• _WHAT TO PRODUCE_
Report each line from the data below that holds the word "balcony".

• _Natural-language object grounding data_
# # # # # # #
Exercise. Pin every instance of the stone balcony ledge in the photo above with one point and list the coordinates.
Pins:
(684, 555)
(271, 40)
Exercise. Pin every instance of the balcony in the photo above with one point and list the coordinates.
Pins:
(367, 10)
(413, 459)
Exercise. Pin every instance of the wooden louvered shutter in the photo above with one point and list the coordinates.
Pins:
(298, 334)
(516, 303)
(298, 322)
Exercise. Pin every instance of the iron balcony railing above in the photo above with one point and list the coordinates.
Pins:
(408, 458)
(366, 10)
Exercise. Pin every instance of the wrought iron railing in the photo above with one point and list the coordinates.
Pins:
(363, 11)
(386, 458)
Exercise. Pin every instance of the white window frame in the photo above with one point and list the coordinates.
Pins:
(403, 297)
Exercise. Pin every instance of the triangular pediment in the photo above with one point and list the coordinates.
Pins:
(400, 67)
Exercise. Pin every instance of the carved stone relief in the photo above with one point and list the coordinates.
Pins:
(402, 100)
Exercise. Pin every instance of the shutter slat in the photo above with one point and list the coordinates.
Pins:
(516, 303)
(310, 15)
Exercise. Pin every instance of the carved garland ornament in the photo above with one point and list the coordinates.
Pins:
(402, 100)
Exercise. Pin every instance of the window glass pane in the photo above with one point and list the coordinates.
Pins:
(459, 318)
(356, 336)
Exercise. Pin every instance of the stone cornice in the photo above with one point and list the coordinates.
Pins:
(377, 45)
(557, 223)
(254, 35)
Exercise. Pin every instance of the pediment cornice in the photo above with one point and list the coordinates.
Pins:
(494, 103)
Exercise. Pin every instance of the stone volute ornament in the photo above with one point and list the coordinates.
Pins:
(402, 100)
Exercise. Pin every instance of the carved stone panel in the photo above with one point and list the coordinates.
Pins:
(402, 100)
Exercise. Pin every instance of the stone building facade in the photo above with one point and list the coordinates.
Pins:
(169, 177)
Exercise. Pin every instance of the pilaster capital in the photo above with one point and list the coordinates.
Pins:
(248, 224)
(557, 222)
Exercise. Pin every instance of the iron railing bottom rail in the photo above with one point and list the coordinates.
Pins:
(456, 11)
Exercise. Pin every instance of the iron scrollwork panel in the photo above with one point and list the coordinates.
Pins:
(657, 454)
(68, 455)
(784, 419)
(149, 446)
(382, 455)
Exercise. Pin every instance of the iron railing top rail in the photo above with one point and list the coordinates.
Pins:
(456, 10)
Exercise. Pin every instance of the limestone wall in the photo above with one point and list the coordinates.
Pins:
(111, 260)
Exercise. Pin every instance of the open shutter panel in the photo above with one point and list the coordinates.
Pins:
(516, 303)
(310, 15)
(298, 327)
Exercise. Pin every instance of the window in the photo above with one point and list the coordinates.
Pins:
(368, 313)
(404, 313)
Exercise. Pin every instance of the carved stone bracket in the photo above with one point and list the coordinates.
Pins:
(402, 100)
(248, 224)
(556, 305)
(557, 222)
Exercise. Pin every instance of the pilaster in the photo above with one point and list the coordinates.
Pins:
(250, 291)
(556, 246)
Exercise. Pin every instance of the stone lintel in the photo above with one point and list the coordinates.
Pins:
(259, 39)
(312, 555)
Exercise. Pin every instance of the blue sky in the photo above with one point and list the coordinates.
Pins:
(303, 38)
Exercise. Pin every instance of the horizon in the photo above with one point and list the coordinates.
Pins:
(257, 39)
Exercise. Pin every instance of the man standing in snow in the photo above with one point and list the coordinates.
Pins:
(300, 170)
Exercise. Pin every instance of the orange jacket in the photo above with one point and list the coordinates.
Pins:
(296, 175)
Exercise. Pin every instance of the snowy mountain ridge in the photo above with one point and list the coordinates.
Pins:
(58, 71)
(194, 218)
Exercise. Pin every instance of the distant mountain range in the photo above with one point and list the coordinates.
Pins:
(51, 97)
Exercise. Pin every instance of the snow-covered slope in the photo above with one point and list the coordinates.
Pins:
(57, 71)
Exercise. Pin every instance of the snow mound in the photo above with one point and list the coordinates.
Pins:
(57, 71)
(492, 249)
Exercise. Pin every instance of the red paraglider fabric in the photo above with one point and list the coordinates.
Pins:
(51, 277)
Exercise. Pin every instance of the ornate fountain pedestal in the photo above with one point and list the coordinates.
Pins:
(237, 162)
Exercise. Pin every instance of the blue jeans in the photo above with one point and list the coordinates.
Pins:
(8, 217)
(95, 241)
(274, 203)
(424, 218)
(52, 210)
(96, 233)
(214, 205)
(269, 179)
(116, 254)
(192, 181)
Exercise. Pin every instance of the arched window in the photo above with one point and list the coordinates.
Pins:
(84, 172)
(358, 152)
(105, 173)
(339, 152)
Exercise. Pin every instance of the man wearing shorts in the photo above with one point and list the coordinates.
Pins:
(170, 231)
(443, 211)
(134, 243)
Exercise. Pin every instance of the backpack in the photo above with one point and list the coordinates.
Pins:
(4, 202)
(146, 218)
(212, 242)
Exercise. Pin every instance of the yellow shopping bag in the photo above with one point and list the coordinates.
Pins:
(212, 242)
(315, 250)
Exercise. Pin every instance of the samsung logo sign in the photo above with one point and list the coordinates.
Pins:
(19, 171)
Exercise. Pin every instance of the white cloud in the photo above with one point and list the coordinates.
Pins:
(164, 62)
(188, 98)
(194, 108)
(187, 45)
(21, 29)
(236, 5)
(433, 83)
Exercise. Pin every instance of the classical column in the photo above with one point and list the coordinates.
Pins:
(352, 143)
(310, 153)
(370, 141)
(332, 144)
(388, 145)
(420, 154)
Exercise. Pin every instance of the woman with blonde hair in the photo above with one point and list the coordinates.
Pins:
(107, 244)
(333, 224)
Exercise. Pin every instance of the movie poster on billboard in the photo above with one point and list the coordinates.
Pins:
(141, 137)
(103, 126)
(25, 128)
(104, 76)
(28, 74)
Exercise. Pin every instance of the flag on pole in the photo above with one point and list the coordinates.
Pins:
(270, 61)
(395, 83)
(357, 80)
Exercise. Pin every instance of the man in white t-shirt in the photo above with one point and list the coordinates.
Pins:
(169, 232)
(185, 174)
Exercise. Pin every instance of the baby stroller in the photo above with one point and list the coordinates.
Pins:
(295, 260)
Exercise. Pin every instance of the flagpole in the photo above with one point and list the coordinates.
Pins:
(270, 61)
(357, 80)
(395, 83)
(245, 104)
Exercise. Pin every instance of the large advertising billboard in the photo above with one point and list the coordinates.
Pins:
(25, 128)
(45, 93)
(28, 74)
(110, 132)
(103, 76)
# # # # # # #
• _ANSWER BELOW_
Exercise. Pin every instance of the stone balcony ledge in the photo above with one point and list the coordinates.
Exercise. Pin every instance of the balcony in the photo above with one point and list the coordinates.
Exercise. Pin every instance of the iron balcony railing above in the photo above with one point and list the coordinates.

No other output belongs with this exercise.